**WHAT THE EXERCISE ASKS**
Please return the material from its first line through the line containing "point(598, 191)", reproducing each line without any change.

**DATA LINES**
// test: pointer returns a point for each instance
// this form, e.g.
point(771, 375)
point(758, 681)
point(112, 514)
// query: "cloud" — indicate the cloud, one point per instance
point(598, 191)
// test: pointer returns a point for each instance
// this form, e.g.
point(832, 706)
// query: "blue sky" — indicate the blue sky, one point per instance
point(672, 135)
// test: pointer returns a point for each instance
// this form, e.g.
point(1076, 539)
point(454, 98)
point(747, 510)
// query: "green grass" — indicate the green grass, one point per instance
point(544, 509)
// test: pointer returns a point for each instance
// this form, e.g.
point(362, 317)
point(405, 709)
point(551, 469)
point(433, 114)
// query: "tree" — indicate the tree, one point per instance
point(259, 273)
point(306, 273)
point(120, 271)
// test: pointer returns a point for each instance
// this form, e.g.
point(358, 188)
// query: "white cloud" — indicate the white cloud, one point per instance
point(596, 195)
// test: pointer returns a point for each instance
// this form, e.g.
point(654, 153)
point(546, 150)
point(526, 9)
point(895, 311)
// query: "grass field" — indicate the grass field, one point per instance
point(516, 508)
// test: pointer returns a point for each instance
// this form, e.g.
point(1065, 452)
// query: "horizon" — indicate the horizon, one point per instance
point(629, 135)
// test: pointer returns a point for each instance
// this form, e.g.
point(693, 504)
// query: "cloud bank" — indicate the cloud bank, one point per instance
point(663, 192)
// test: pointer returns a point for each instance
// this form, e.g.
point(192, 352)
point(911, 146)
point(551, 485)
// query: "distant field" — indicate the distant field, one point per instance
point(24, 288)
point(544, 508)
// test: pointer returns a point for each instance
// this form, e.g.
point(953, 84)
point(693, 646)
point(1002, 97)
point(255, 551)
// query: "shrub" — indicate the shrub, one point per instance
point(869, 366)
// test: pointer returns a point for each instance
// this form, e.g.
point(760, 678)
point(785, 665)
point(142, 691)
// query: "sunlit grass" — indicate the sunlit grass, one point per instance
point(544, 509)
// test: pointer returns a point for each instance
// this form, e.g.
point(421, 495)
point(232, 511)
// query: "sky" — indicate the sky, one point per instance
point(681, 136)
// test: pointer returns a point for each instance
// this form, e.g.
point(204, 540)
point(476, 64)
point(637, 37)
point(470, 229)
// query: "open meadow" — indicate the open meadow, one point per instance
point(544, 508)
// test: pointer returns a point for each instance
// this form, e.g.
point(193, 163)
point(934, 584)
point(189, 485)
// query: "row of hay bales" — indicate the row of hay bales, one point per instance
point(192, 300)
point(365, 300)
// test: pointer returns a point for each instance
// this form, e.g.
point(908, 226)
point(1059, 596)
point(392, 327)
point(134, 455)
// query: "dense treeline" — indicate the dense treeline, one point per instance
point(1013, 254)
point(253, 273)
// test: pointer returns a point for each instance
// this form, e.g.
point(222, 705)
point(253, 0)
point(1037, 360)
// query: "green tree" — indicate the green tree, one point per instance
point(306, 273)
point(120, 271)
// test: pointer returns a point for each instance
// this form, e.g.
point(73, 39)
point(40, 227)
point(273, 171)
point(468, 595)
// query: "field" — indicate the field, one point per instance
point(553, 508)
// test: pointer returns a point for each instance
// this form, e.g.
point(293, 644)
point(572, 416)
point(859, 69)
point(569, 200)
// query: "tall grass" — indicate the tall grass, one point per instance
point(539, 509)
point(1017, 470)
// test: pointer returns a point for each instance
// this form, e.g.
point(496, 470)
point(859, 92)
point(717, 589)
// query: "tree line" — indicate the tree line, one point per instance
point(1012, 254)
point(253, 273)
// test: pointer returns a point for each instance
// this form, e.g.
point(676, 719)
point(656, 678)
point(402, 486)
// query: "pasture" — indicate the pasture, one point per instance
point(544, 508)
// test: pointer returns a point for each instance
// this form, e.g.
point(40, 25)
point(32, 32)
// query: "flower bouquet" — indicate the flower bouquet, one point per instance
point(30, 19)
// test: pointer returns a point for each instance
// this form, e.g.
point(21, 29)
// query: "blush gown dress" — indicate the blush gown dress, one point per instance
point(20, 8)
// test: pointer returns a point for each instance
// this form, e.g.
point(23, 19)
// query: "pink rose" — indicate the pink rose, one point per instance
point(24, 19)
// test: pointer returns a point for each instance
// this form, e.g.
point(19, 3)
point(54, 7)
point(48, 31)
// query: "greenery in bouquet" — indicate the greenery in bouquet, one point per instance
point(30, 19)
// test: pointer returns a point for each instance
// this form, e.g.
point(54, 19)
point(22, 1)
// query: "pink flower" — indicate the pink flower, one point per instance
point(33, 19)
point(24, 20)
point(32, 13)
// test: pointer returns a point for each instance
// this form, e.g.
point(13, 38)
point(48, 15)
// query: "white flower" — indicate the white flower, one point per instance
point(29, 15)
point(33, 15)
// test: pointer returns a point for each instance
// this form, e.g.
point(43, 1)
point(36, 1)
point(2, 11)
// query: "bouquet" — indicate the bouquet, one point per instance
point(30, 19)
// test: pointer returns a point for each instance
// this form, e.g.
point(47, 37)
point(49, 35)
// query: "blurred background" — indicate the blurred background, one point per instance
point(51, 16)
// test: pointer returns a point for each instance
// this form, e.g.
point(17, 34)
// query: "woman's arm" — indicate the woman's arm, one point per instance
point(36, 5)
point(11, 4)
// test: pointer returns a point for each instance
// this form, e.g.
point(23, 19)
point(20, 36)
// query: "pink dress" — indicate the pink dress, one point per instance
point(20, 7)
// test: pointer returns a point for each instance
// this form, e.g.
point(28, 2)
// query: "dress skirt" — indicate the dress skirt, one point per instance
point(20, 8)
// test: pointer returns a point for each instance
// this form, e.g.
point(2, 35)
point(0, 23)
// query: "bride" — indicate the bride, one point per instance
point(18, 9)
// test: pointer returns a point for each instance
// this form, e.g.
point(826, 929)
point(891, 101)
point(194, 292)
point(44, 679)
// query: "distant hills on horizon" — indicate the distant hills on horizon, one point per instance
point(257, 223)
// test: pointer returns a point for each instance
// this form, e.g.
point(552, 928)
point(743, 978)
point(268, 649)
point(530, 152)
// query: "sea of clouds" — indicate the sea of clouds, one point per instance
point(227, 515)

**SOLUTION**
// test: pointer returns a point for each instance
// this form, e.g.
point(771, 375)
point(758, 681)
point(112, 514)
// query: "cloud" — indicate the cloud, one point per instance
point(598, 191)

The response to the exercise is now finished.